Items from a dataset:
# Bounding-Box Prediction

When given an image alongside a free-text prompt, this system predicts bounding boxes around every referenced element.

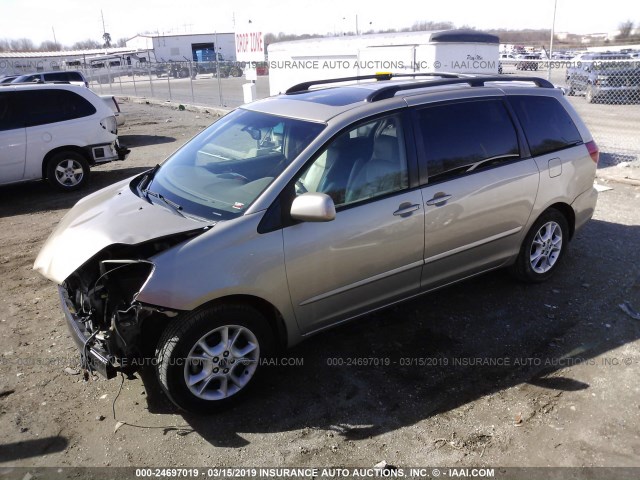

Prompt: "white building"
[125,33,236,62]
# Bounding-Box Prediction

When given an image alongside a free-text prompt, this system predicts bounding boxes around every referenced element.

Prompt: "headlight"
[100,116,118,135]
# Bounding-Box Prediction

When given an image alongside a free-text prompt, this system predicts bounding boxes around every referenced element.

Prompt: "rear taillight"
[586,140,599,164]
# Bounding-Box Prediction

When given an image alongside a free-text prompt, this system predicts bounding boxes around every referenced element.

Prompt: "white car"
[100,95,126,126]
[0,84,129,191]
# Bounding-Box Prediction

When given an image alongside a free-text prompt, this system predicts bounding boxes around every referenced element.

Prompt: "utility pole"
[548,0,557,80]
[101,10,106,35]
[52,26,58,49]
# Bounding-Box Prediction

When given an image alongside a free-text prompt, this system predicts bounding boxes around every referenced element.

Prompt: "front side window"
[147,109,325,221]
[416,99,520,182]
[509,95,582,157]
[295,114,408,207]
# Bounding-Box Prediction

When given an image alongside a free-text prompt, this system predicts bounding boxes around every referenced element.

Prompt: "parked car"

» The problem
Write the records out again in full, exactly, and skip every picture.

» Finished exercise
# Bounding-Box Prediction

When given an image alongside a free-text prompt, this system predicts bounding boxes around every referenced element.


Prompt: "white building"
[125,33,236,62]
# Bounding-Box Prediction

When given an image alongside a free-text prompt, this system predicts bounding boxes around every referenced element.

Prompt: "headlight"
[100,116,118,135]
# Bounding-Box Prediction

When given an image alongside a free-text prompt, this system predicts bounding boxes around every referenced element.

Prompt: "rear taillight"
[586,140,599,164]
# Bounding-Box Prediction

When given an image alongside a free-text prompt, this system predicts bounding boxes around every referenced element.

Prompt: "white car"
[100,95,126,126]
[0,84,129,191]
# Bounding-Box Prediction

When given an image alongside a free-text prompt, this system predicts bounding boxes around every referenced element.

Prompt: "utility pole"
[548,0,557,80]
[101,10,106,35]
[52,26,58,49]
# Bounding-Box Prediction

When given an image alongside a free-text prompt, this system predicts bounding boxes around every referenced element.

Prompt: "front side window"
[147,109,325,221]
[416,99,520,182]
[509,95,582,157]
[295,114,408,207]
# Bounding-Box Prediction

When given an image alongside a free-text prompt, this system predicts bounding boxes around every referenced element.

Prompt: "parked car"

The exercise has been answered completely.